> PROVIDED PASSAGE
>>
Short-term securities maturing within 60 days are valued on the amortized cost
basis.
Trading in securities on European and Far Eastern securities exchanges
and over-the-counter markets is normally completed well before the close of
business on each Business Day. In addition, European and Far Eastern securities
trading generally or in a particular country or countries may not take place on
all Business Days. Furthermore, trading takes place in Japanese markets on
certain Saturdays and in various foreign markets on days which are not Business
Days and on which a Series' NAV is not calculated. A Series calculates NAV per
share, and therefore effects sales, redemptions and repurchases of its shares,
as of the close of the NYSE once on each day on which the NYSE is open. Such
calculation does not take place contemporaneously with the determination of the
prices of the majority of the foreign portfolio securities used in such
calculation.
For the PPM America/JNL Money Market Series, securities are valued at
amortized cost, which approximates market value, in accordance with Rule 2a-7
under the 1940 Act. The net income of the PPM America/JNL Money Market Series is
determined once each day, on which the NYSE is open, at the close of the regular
trading session of the NYSE (normally 4:00 p.m., Eastern time, Monday through
Friday). All the net income of the Series, so determined, is declared as a
dividend to shareholders of record at the time of such determination. Shares
purchased become entitled to dividends declared as of the first day following
the date of investment. Dividends are distributed in the form of additional
shares of the Series on the last business day of each month at the rate of one
share (and fraction thereof) of the Series for each one dollar (and fraction
thereof) of dividend income.
For this purpose, the net income of the PPM America/JNL Money Market
Series (from the time of the immediately preceding determination thereof) shall
consist of: (a) all interest income accrued on the portfolio assets of the
Series, (b) less all actual and accrued expenses, and (c) plus or minus net
realized gains and losses on the assets of the Series determined in accordance
with generally accepted accounting principles. Interest income includes discount
earned (including both original issue and market discount) on discount paper
accrued ratably to the date of maturity. Securities are valued at amortized cost
which approximates market, which the Trustees have determined in good faith
constitutes fair value for the purposes of complying with the 1940 Act.
<<
> EXERCISE SET
1/ In the passage on fund valuation, on what day are dividends of the PPM America/JNL Money Market Series distributed as additional shares?
2/ Rewrite the records from the line with "Q: For every instance of the woman in" to the line with "[(41, 10), (49, 12)]", putting "wooden board" in place of "wooden plank" and leaving everything else unchanged.

> EXERCISE INPUT
>>
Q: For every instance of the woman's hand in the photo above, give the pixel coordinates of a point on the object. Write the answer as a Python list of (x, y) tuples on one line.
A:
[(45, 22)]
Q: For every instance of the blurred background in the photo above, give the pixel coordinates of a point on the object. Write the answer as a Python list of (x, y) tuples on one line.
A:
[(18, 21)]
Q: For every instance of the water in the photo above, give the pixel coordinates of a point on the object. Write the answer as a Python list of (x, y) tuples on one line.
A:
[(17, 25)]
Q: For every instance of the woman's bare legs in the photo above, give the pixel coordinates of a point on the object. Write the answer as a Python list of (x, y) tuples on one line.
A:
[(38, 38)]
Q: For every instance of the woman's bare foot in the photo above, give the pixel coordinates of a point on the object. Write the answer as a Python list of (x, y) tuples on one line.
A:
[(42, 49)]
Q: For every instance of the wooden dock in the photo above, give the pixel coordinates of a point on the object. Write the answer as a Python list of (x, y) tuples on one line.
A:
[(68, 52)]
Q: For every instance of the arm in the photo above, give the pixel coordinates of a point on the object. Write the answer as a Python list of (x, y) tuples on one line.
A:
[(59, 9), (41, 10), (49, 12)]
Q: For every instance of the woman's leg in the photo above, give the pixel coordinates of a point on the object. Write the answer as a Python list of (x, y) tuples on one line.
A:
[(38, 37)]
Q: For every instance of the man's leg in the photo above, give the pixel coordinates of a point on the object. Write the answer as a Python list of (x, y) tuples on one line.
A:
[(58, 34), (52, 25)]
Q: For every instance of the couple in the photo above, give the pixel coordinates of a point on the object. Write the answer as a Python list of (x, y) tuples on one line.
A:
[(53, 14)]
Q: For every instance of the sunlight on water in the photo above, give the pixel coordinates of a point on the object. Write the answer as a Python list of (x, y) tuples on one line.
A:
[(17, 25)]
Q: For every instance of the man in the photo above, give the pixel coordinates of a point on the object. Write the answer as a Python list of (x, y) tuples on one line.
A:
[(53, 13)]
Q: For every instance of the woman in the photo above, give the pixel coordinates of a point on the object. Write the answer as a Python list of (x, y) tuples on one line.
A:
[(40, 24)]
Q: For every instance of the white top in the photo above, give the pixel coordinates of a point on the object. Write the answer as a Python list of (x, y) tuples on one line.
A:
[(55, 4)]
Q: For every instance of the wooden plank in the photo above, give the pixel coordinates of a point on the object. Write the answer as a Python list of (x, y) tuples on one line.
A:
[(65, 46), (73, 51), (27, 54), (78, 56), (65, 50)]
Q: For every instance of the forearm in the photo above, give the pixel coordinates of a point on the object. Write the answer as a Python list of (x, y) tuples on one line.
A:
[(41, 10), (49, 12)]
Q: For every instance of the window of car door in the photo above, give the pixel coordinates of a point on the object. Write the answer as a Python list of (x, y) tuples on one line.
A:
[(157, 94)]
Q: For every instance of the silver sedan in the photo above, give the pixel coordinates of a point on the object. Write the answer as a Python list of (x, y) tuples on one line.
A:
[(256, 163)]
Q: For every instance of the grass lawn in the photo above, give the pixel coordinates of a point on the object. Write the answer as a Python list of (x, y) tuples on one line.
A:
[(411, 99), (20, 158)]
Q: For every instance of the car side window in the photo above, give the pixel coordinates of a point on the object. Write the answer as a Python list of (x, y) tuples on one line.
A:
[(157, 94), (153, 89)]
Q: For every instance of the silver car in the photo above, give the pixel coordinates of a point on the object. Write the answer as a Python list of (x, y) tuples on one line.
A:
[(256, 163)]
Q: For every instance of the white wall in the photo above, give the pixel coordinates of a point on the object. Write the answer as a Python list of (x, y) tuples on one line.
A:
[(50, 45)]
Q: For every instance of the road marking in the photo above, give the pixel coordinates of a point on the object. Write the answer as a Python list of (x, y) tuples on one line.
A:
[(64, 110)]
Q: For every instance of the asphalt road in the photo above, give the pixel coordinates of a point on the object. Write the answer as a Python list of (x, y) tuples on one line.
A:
<<
> TASK RESULTS
1/ On the last business day of each month.

2/
Q: For every instance of the woman in the photo above, give the pixel coordinates of a point on the object. Write the answer as a Python list of (x, y) tuples on one line.
A:
[(40, 24)]
Q: For every instance of the white top in the photo above, give the pixel coordinates of a point on the object. Write the answer as a Python list of (x, y) tuples on one line.
A:
[(55, 4)]
Q: For every instance of the wooden board in the photo above, give the pixel coordinates of a point on the object. Write the answer as a Python list of (x, y) tuples on one line.
A:
[(65, 46), (73, 51), (27, 54), (78, 56), (65, 50)]
Q: For every instance of the forearm in the photo above, give the pixel coordinates of a point on the object. Write the answer as a Python list of (x, y) tuples on one line.
A:
[(41, 10), (49, 12)]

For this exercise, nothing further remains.